In my last post on Crohn's I pointed towards the relationship of stress and gastrointestinal problems. The questions begs to be asked: What is stress? Why do we have a stress response? What happens to the body during the stress response? In the following posts I will try to draw a picture why alternative and complementary medicine have different approaches to disease and illness. Lets start with our current, the allopathic, model of healthcare in the United States which states that the absence of organic disease determines length an quality of life. However, medical models in other parts of the world stress the importance of illness, defined as the discomfort or symptoms the patient experiences. The saying goes that an illness is what the patient has on the way to the doctor's office. ("I have pain all over and feel really sick.") A disease is what the patient has after the doctor's visit. ("I have the flu.")
Back to my favorite definition, which I make the guiding principle in my personal pursuit of health, the World Health Organization's definition of health:
Health is a State of complete physical, mental and social well-being and not simply the absence of disease and infirmity. (1)
Needless to say, practitioners of complementary and alternative medicine use this model most often. This is exactly the purpose of complementary and alternative medicine. To encourage a state of physical, mental, and social well being, as well the absence of disease. Let me point out the difference between our current healthcare system and alternative medicine again. Our healthcare system focuses merely on the absence of organic disease. That is it! It is automatically assumed, that with the absence of organic disease, a person is completely healthy. Well Alternative and complementary medicine recognize the fact that there are more factors to health and in order to achieve this objective alternative medicine determines which tools are available to achieve this objective.

MATERIAL SHOWN |
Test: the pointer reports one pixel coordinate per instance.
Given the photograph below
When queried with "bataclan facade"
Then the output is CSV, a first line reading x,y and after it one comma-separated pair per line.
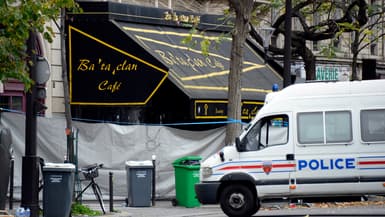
x,y
128,64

YOUR TASKS |
[a] In the post on health models, reproduce the passage starting with "Needless to say, practitioners" and going on through "achieve this objective.".
[b] List every question that the post on health models says "begs to be asked" about stress.
[c] Extend the post on health models with a few more sentences, picking up after its final sentence.

RESPONSES BY TASK |
[a]
Needless to say, practitioners of complementary and alternative medicine use this model most often. This is exactly the purpose of complementary and alternative medicine. To encourage a state of physical, mental, and social well being, as well the absence of disease. Let me point out the difference between our current healthcare system and alternative medicine again. Our healthcare system focuses merely on the absence of organic disease. That is it! It is automatically assumed, that with the absence of organic disease, a person is completely healthy. Well Alternative and complementary medicine recognize the fact that there are more factors to health and in order to achieve this objective alternative medicine determines which tools are available to achieve this objective.

[b]
- What is stress?
- Why do we have a stress response?
- What happens to the body during the stress response?

[c]
The mind is by far the most potent tool in order to achieve this goal of health because it will help us to define how to manage our health. Not only that, but the mind is also our most powerful weapon in the combat for health because of the phenomenon known as MIND-BODY DIALOG. It has been referred to as both healer and slayer of disease because of what we recognize, discern and surmise has deep-seated implications on health and longevity. We can either assist our body in healing, we can worsen or bring into being illness with what we express through the mind. This faculty of the mind is NOT an overestimate. Of course we can not deny the importance of genetics, or exposure to certain viral or bacterial elements in the occurrence of certain infectious illness. Nonetheless disease is able to prevail in loam pruned to its liking. What we think and feel can regulate the body as "soil" in supporting disease or health.
Next: Mind Body Communication continued
Beste Gesundheit,
Werner
1.Preamble to the Constitution of the World Health Organization as adopted by the International Health Conference, New York, 19-22 June, 1946; signed on 22 July 1946 by the representatives of 61 States (Official Records of the World Health Organization, no. 2, p. 100) and entered into force on 7 April 1948.